* [TASK DESCRIPTION] Return every line of the data below that contains the string "gear".

Data from a collection:
=======
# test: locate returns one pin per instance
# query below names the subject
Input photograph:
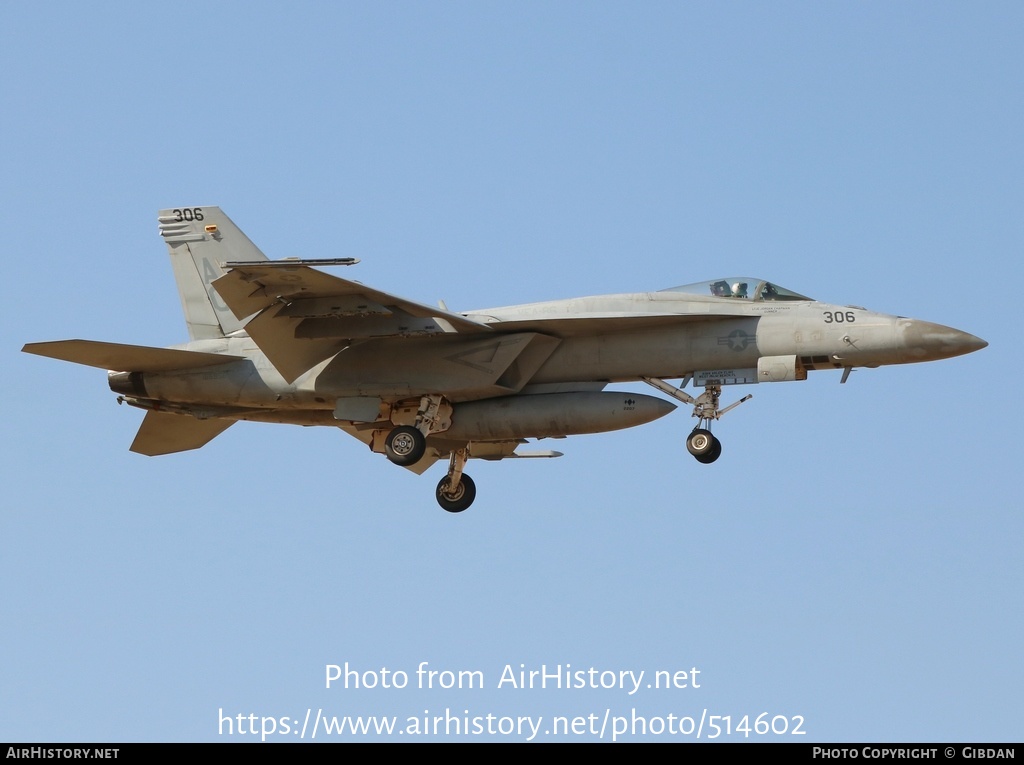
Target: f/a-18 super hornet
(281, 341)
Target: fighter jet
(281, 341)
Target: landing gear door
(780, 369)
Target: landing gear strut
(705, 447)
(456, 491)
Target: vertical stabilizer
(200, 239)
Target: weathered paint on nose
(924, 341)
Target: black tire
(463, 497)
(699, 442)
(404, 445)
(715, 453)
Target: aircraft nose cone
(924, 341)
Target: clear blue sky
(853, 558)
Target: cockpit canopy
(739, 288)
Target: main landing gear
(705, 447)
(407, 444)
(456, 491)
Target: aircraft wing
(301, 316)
=======
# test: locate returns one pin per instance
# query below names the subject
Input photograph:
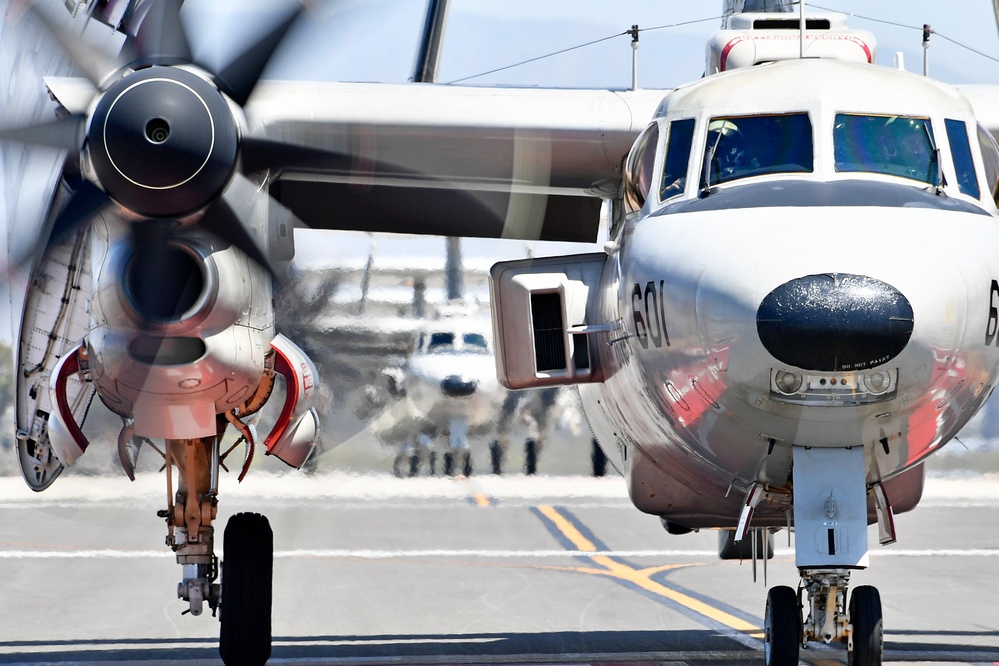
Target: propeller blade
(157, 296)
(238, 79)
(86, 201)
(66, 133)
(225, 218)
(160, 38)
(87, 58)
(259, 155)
=======
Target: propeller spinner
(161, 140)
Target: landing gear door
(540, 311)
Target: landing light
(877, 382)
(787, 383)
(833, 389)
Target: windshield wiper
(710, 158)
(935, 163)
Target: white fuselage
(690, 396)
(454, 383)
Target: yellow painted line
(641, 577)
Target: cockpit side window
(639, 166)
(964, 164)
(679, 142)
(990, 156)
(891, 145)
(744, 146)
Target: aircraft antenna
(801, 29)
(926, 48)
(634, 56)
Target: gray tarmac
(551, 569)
=======
* [COMPLETE ANSWER]
Target: landing gear door
Target: landing gear strut
Target: main landing gear
Target: landing gear door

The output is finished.